● **Exercise**:
Everything from the line holding "Please indicate the red flag" through the last line below must be repeated exactly, and nothing else.

● **Task data**:
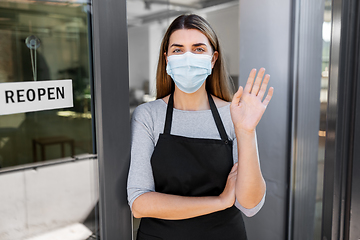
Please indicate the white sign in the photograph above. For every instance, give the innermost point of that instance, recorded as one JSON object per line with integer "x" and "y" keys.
{"x": 18, "y": 97}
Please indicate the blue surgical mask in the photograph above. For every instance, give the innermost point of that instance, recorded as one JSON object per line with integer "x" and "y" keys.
{"x": 189, "y": 71}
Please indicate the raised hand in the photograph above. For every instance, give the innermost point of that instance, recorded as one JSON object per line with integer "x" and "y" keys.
{"x": 248, "y": 106}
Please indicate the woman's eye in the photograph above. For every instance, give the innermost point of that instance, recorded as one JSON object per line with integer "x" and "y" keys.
{"x": 200, "y": 50}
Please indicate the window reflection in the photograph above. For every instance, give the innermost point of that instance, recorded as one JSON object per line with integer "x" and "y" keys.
{"x": 62, "y": 54}
{"x": 326, "y": 35}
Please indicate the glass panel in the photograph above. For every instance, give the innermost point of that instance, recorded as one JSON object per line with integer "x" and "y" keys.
{"x": 147, "y": 23}
{"x": 323, "y": 107}
{"x": 61, "y": 197}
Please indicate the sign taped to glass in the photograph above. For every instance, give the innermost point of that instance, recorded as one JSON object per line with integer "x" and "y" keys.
{"x": 18, "y": 97}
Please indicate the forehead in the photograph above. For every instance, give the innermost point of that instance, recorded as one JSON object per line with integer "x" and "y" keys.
{"x": 188, "y": 37}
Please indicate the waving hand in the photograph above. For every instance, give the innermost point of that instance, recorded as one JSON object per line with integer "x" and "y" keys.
{"x": 248, "y": 106}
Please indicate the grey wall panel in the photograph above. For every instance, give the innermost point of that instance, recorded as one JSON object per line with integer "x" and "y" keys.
{"x": 265, "y": 42}
{"x": 112, "y": 116}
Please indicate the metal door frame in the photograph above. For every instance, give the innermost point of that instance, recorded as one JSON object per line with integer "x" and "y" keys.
{"x": 111, "y": 93}
{"x": 340, "y": 208}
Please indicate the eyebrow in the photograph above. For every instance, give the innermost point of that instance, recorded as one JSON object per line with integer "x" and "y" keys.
{"x": 194, "y": 45}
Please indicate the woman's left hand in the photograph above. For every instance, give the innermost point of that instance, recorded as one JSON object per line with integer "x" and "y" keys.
{"x": 248, "y": 106}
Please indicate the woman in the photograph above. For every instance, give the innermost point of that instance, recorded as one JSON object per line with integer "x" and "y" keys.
{"x": 183, "y": 182}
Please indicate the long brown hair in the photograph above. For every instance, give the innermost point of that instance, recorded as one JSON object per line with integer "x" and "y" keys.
{"x": 218, "y": 83}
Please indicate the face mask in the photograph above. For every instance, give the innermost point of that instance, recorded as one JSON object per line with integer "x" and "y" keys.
{"x": 189, "y": 71}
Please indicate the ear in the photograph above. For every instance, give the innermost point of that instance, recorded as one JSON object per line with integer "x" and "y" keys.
{"x": 213, "y": 60}
{"x": 165, "y": 57}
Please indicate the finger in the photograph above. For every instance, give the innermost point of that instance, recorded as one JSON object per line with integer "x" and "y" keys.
{"x": 234, "y": 168}
{"x": 250, "y": 81}
{"x": 257, "y": 83}
{"x": 269, "y": 96}
{"x": 264, "y": 86}
{"x": 237, "y": 96}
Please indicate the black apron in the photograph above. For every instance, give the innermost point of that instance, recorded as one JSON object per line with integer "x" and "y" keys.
{"x": 193, "y": 167}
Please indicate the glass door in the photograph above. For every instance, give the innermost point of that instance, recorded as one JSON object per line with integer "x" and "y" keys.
{"x": 48, "y": 170}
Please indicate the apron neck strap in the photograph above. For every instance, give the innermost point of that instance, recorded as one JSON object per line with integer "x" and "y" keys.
{"x": 214, "y": 111}
{"x": 169, "y": 113}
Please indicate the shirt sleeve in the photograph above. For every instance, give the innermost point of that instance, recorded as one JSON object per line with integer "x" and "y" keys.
{"x": 140, "y": 178}
{"x": 249, "y": 212}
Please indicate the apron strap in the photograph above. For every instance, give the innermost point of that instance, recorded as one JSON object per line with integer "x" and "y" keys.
{"x": 217, "y": 119}
{"x": 214, "y": 111}
{"x": 169, "y": 113}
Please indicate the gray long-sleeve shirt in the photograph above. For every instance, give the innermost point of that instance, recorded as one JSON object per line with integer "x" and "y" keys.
{"x": 148, "y": 122}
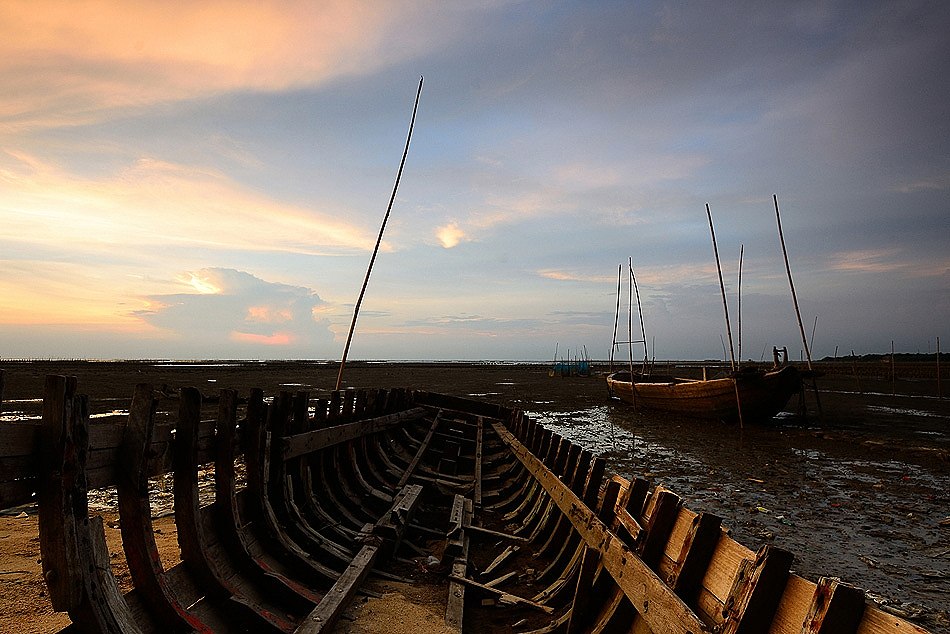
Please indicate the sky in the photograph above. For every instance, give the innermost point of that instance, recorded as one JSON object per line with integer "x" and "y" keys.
{"x": 206, "y": 180}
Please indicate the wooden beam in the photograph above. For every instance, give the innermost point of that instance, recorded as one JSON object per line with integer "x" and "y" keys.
{"x": 690, "y": 565}
{"x": 307, "y": 442}
{"x": 757, "y": 591}
{"x": 477, "y": 501}
{"x": 662, "y": 610}
{"x": 837, "y": 608}
{"x": 420, "y": 452}
{"x": 502, "y": 596}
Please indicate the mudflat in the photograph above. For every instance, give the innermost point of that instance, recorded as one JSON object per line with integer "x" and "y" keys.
{"x": 861, "y": 492}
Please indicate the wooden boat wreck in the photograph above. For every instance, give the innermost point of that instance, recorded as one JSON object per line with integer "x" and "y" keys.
{"x": 532, "y": 532}
{"x": 762, "y": 394}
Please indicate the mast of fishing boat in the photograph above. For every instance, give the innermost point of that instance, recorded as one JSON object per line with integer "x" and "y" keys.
{"x": 613, "y": 344}
{"x": 798, "y": 313}
{"x": 725, "y": 307}
{"x": 791, "y": 285}
{"x": 643, "y": 332}
{"x": 379, "y": 239}
{"x": 739, "y": 308}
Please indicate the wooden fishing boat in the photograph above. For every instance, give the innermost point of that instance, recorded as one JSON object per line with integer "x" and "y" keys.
{"x": 762, "y": 394}
{"x": 531, "y": 532}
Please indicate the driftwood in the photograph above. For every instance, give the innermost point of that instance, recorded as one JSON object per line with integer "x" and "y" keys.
{"x": 350, "y": 485}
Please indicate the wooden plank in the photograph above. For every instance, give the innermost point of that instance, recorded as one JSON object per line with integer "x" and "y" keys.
{"x": 325, "y": 615}
{"x": 757, "y": 591}
{"x": 836, "y": 609}
{"x": 62, "y": 463}
{"x": 308, "y": 442}
{"x": 455, "y": 602}
{"x": 695, "y": 555}
{"x": 580, "y": 606}
{"x": 138, "y": 537}
{"x": 420, "y": 452}
{"x": 477, "y": 496}
{"x": 659, "y": 526}
{"x": 663, "y": 611}
{"x": 503, "y": 597}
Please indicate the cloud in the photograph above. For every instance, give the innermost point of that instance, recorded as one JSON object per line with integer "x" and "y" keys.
{"x": 67, "y": 63}
{"x": 449, "y": 235}
{"x": 235, "y": 307}
{"x": 158, "y": 204}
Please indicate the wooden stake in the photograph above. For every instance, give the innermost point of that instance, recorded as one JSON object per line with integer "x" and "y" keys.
{"x": 739, "y": 308}
{"x": 613, "y": 344}
{"x": 379, "y": 239}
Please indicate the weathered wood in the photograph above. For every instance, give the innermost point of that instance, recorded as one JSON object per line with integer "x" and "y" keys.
{"x": 213, "y": 571}
{"x": 327, "y": 612}
{"x": 420, "y": 452}
{"x": 61, "y": 495}
{"x": 477, "y": 496}
{"x": 661, "y": 522}
{"x": 138, "y": 538}
{"x": 580, "y": 617}
{"x": 757, "y": 591}
{"x": 689, "y": 567}
{"x": 455, "y": 602}
{"x": 502, "y": 596}
{"x": 300, "y": 444}
{"x": 837, "y": 608}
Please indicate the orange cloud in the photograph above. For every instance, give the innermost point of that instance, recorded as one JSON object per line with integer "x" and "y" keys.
{"x": 449, "y": 235}
{"x": 156, "y": 204}
{"x": 64, "y": 62}
{"x": 276, "y": 339}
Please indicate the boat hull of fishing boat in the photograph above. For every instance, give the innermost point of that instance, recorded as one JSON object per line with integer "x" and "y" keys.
{"x": 761, "y": 394}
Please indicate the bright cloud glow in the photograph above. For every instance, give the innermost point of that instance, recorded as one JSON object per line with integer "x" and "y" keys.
{"x": 204, "y": 179}
{"x": 450, "y": 235}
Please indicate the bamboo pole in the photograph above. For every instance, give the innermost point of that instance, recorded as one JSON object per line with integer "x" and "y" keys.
{"x": 939, "y": 393}
{"x": 739, "y": 308}
{"x": 725, "y": 307}
{"x": 791, "y": 284}
{"x": 630, "y": 320}
{"x": 379, "y": 239}
{"x": 893, "y": 373}
{"x": 643, "y": 332}
{"x": 798, "y": 314}
{"x": 613, "y": 343}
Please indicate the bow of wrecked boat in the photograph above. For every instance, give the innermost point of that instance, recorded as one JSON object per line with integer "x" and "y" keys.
{"x": 514, "y": 527}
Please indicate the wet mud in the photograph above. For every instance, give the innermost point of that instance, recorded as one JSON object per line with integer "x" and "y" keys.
{"x": 861, "y": 493}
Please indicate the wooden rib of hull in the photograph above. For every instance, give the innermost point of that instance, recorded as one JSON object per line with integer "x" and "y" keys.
{"x": 762, "y": 394}
{"x": 536, "y": 535}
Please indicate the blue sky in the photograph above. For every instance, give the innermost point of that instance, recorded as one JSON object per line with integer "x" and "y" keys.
{"x": 206, "y": 180}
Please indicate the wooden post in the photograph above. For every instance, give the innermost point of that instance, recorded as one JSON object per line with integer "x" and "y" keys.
{"x": 893, "y": 374}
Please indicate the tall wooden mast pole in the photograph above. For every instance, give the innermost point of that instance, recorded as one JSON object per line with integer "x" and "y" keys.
{"x": 379, "y": 239}
{"x": 725, "y": 307}
{"x": 791, "y": 285}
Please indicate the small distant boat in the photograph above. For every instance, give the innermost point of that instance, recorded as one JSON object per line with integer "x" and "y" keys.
{"x": 762, "y": 394}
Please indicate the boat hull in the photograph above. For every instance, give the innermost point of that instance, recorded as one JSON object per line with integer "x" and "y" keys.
{"x": 761, "y": 394}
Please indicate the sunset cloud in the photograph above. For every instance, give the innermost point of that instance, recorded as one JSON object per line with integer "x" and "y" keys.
{"x": 65, "y": 63}
{"x": 158, "y": 204}
{"x": 244, "y": 309}
{"x": 449, "y": 235}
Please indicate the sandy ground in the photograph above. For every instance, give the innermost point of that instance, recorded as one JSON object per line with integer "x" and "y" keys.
{"x": 863, "y": 493}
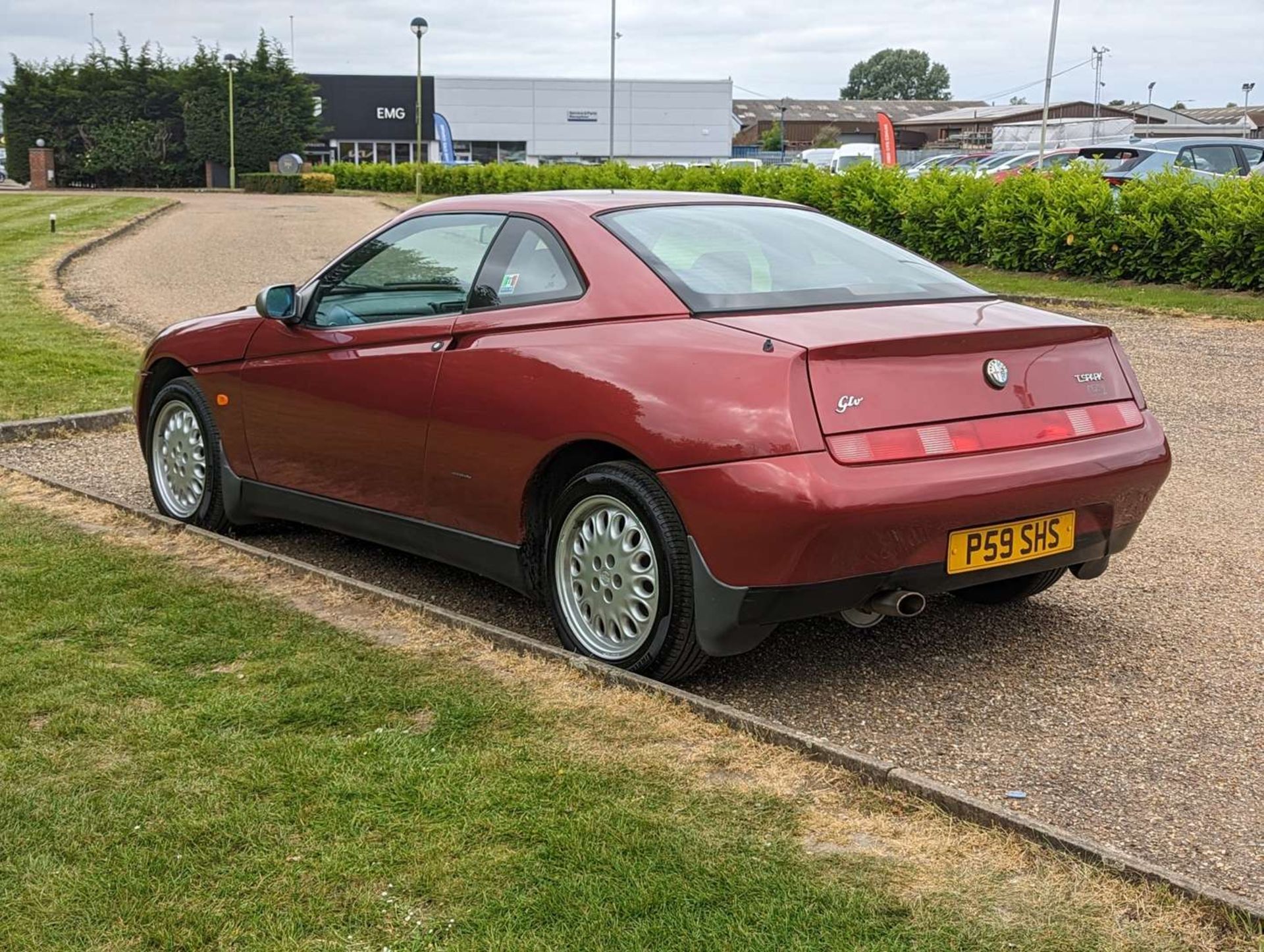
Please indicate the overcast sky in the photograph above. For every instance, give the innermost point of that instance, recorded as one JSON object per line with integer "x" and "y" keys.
{"x": 1199, "y": 52}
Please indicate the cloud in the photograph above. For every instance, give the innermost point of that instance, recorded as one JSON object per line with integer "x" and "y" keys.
{"x": 1201, "y": 53}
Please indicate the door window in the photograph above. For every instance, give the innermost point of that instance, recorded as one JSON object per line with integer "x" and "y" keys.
{"x": 1217, "y": 159}
{"x": 421, "y": 267}
{"x": 527, "y": 266}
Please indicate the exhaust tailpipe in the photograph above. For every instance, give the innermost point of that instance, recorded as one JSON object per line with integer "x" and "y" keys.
{"x": 898, "y": 603}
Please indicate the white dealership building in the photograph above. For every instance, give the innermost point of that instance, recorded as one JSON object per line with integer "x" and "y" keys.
{"x": 373, "y": 118}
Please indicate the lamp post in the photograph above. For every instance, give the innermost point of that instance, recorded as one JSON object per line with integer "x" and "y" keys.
{"x": 230, "y": 63}
{"x": 1048, "y": 84}
{"x": 784, "y": 104}
{"x": 419, "y": 31}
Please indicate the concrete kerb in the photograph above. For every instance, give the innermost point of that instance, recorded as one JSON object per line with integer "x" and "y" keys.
{"x": 949, "y": 799}
{"x": 48, "y": 427}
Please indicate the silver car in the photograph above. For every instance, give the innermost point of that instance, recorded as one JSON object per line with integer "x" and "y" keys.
{"x": 1210, "y": 159}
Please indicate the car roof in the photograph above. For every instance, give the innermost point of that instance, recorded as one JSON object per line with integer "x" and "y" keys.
{"x": 587, "y": 200}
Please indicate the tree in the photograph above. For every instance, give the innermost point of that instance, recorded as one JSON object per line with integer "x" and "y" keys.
{"x": 142, "y": 119}
{"x": 897, "y": 74}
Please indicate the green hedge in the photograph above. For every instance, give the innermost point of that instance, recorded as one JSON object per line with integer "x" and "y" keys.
{"x": 277, "y": 184}
{"x": 1166, "y": 228}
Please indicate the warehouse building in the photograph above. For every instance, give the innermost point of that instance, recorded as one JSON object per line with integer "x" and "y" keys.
{"x": 533, "y": 120}
{"x": 846, "y": 120}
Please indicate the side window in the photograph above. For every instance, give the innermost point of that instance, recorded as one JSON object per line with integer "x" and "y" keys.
{"x": 527, "y": 266}
{"x": 1219, "y": 159}
{"x": 419, "y": 269}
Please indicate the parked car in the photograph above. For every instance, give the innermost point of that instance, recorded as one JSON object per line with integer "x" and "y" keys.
{"x": 1210, "y": 159}
{"x": 853, "y": 153}
{"x": 821, "y": 159}
{"x": 677, "y": 419}
{"x": 932, "y": 162}
{"x": 1059, "y": 159}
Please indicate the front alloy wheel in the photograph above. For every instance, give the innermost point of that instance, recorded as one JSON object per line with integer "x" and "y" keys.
{"x": 184, "y": 449}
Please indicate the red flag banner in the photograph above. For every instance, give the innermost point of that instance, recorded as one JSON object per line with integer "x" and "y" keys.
{"x": 886, "y": 138}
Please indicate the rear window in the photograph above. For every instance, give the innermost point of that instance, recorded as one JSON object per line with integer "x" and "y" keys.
{"x": 1115, "y": 159}
{"x": 754, "y": 258}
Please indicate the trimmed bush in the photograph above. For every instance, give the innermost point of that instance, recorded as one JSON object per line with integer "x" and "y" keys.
{"x": 1167, "y": 228}
{"x": 277, "y": 184}
{"x": 320, "y": 182}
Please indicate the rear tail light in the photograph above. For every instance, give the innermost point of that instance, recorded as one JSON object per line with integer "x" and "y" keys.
{"x": 993, "y": 433}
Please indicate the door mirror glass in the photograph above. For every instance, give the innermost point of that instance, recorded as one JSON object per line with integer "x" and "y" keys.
{"x": 278, "y": 301}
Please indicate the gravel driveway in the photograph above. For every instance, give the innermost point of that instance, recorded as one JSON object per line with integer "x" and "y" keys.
{"x": 213, "y": 253}
{"x": 1129, "y": 708}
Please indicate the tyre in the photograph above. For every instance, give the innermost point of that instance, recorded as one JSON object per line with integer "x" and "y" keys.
{"x": 1011, "y": 589}
{"x": 184, "y": 457}
{"x": 619, "y": 577}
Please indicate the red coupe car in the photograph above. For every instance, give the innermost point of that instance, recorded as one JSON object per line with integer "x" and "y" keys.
{"x": 679, "y": 419}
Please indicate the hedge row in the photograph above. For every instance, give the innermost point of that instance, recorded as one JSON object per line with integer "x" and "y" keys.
{"x": 1166, "y": 228}
{"x": 277, "y": 184}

● **Solved problem**:
Please indicate the red flag banner in the photograph above. For every instance, give the innermost point of that instance, recorded as one JSON object per line with integer "x" and "y" keys.
{"x": 886, "y": 138}
Please indicate the rear window in the photograph above. For every instance, give the innermost point of that instance, recorded as one JSON object per line with integer "x" and "y" keys.
{"x": 1115, "y": 159}
{"x": 754, "y": 258}
Please indicate the trimmed bush in the photograph above. For every instance, give the innermost point of that instance, recorded as one JSON object per line with integer "x" and "y" keys.
{"x": 1167, "y": 228}
{"x": 277, "y": 184}
{"x": 320, "y": 182}
Please indicate the rear tail light in the photograph above. For every instance, give the innermost point of that instance, recorded as one JSON object per line with integer "x" and "y" keys.
{"x": 993, "y": 433}
Please indicate the door mirror glass in the photograph above. For every instance, give the innermost point of that instance, recorded as one JSON object per line with integer "x" and "y" keys.
{"x": 278, "y": 301}
Please indicate the gravel driveway in the photograph above. For every instance, give the innermost point of that instance, recorded as one JSON object per line with integer "x" and "y" keys.
{"x": 213, "y": 253}
{"x": 1129, "y": 708}
Please indicate the tyre in the photograph above. For every instance, give the innermost point of that instance, recorded as one JSON object per line with integer "x" and "y" keys.
{"x": 1011, "y": 589}
{"x": 184, "y": 457}
{"x": 619, "y": 577}
Please indicate the red coupe car in the photograph above. For every instance, give the innermost point of that instance, recorded as one JSON object per line with integer "x" and "y" keys.
{"x": 679, "y": 419}
Please indicate the hedge row in the photograph above. For every instance, give the innermost point of that instance, recorded as one JSON object per line with integer "x" and "y" keys.
{"x": 1166, "y": 228}
{"x": 277, "y": 184}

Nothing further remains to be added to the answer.